_The request_
Write the next part of the court passage on the 087 Patent below, picking up right after its last sentence.

_Text passage_

III. Pleadings and History of the Proceedings
[34] This action was commenced by dTechs by Statement of Claim dated February 16, 2017. dTechs subsequently amended its pleadings on November 20, 2017.
[35] BC Hydro filed its Statement of Defence and Counterclaim on December 15, 2017. Its pleadings were subsequently amended on July 17, 2019, February 20, 2020, August 19, 2020 and November 9, 2020.
[36] Awesense filed its Statement of Defence and Counterclaim on December 15, 2017.
IV. 087 Patent
[37] The priority date of the 087 Patent is February 10, 2006. Its filing date is May 31, 2006, and its publication date is August 10, 2007. The 087 Patent was issued on January 20, 2009.
[38] The Abstract of the 087 Patent reads as follows:
Methods of detecting atypical patterns of usage of electricity, determined by monitoring consumption at the primary line, permit detection of grow-ops and unusual line losses due to defective service lines. A meter having a high resolution is connected to the primary line and the data collected is compared to known consumption patterns thus identifying a potential theft or a loss. Once an atypical pattern has been found, the heat signatures of transformers fed by the primary line are measured. An unusual heat signature alerts the utility to load test the secondary lines of each residence fed from the transformer and thus locate suspect residences which may be grow-ops or to locate a line loss due to defective service lines.
[39] The 087 Patent states that the Field of Invention relates to “systems for monitoring usage of utilities, such as electrical, for alterations in normal patterns of consumption of utilities and, more specifically, to a system of detection of patterns indicative of theft of electrical utilities, such as in the indoor cultivation of marijuana”.
[40] According to the Background of the Invention, electrical theft results in millions of dollars of loss per year; $500 million in Ontario alone. The most significant contributor to electrical theft is said to be the indoor cultivation of marijuana. In addition to financial losses, additional costs to the community include property damage, increased risk of fire due to faulty wiring, and electrical brown-outs and power outages due to overloaded transformers.
[41] The inventor acknowledges that there are known systems to monitor consumption at secondary lines that feed electricity from the transformer to the residence and which are capable of detecting over-usage. However, the inventor claims that, to his knowledge, no systems currently in use are capable of economically identifying atypical usage patterns at the primary level, and thereafter pinpointing specific households that may be of interest to utilities and law enforcement personnel. Over-usage due to a marijuana grow op is difficult to detect at the primary level, because it will not usually be recognized as a significant alteration in measurement with the use of conventional metering.

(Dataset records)
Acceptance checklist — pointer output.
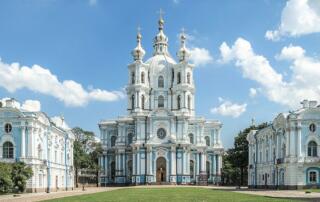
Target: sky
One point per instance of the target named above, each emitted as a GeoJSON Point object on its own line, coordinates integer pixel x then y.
{"type": "Point", "coordinates": [254, 59]}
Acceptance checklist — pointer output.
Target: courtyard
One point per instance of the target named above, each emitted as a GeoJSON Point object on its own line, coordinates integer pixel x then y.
{"type": "Point", "coordinates": [167, 193]}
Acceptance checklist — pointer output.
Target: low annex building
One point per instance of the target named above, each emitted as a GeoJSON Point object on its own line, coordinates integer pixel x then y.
{"type": "Point", "coordinates": [285, 154]}
{"type": "Point", "coordinates": [160, 140]}
{"type": "Point", "coordinates": [45, 144]}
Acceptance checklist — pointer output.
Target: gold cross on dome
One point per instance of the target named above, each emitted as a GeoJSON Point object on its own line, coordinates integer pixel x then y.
{"type": "Point", "coordinates": [161, 13]}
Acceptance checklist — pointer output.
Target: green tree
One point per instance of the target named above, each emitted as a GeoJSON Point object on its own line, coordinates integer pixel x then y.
{"type": "Point", "coordinates": [86, 151]}
{"type": "Point", "coordinates": [20, 174]}
{"type": "Point", "coordinates": [6, 183]}
{"type": "Point", "coordinates": [237, 158]}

_The result_
[42] The Background of the Invention concludes as follows:
There is great interest in systems which can be used to identify uncommon consumption patterns, at the primary level, which may be indicative of utility theft and which do not infringe upon existing laws which protect individual rights and freedoms.
[43] According to the Summary of the Invention:
Embodiments of the invention provide a method of detecting atypical consumption patterns which when compared to known patterns of consumption are useful in identifying electrical losses or theft, such as by marijuana grow-ops. Use of a meter having a resolution capable of detecting suspect usage patterns on the primary line permits monitoring of consumption patterns without the need to access private property and which cannot be bypassed which is typically the case with individual residence metering and grow-ops.
[44] The 087 Patent provides a Brief Description of the Drawings, as well as a Detailed Description of the Preferred Embodiment. This is followed by 35 claims.
V. Claims in Issue
[45] dTechs alleges infringement of claims 1, 4 to 9, 13 to 29 and 33 to 35 [asserted claims].
[46] BC Hydro counterclaims that the asserted claims of the 087 Patent are invalid. Awesense maintains that the 087 Patent is invalid in its entirety, but addressed only the asserted claims in its evidence and arguments.
[47] Claim 1 is independent. It reads as follows:
1. A method for detection of atypical electrical consumption patterns comprising:
providing a meter for detecting consumption of electricity from a utility;
connecting the meter to a primary supply line, the primary supply line supplying electricity to a plurality of transformers, each transformer feeding the electricity to a plurality of structures, the meter having a resolution for detecting variation from known consumption patterns in the primary supply line;
monitoring the primary supply line at predetermined time intervals for consumption of electricity;
collecting data for determining measures indicative of patterns of consumption;
comparing the patterns of consumption to known consumption patterns for identifying suspect consumption patterns; and
when a suspect consumption pattern is identified, notifying the utility of the identified suspect consumption pattern in the primary line, the utility thereafter monitoring characteristics of the plurality of transformers for identifying a suspect transformer; and
load testing at least one of a plurality of secondary lines from the suspect transformer to each of the plurality of structures for identifying a suspect structure.
[48] Claim 4 depends from claim 1, 2 or 3. It reads as follows:
4. The method of claim 1, 2 or 3 further having a smart meter connected to secondary lines at each structure for determining consumption at each of the structures, the method further comprising:
Comparing electrical supply at the primary supply line to a sum of consumption at all of the secondary lines for reconciling consumption to the supply.
[49] Claim 5 depends from any of claims 1 to 4. It reads as follows:
5. The method of any one of claims 1 to 4 wherein the characteristics of the plurality of transforms monitored is a heat signature.
[50] Claim 6 depends from claim 5. It reads as follows:
6. The method of claim 5 wherein the heat signature is monitored using an infrared laser.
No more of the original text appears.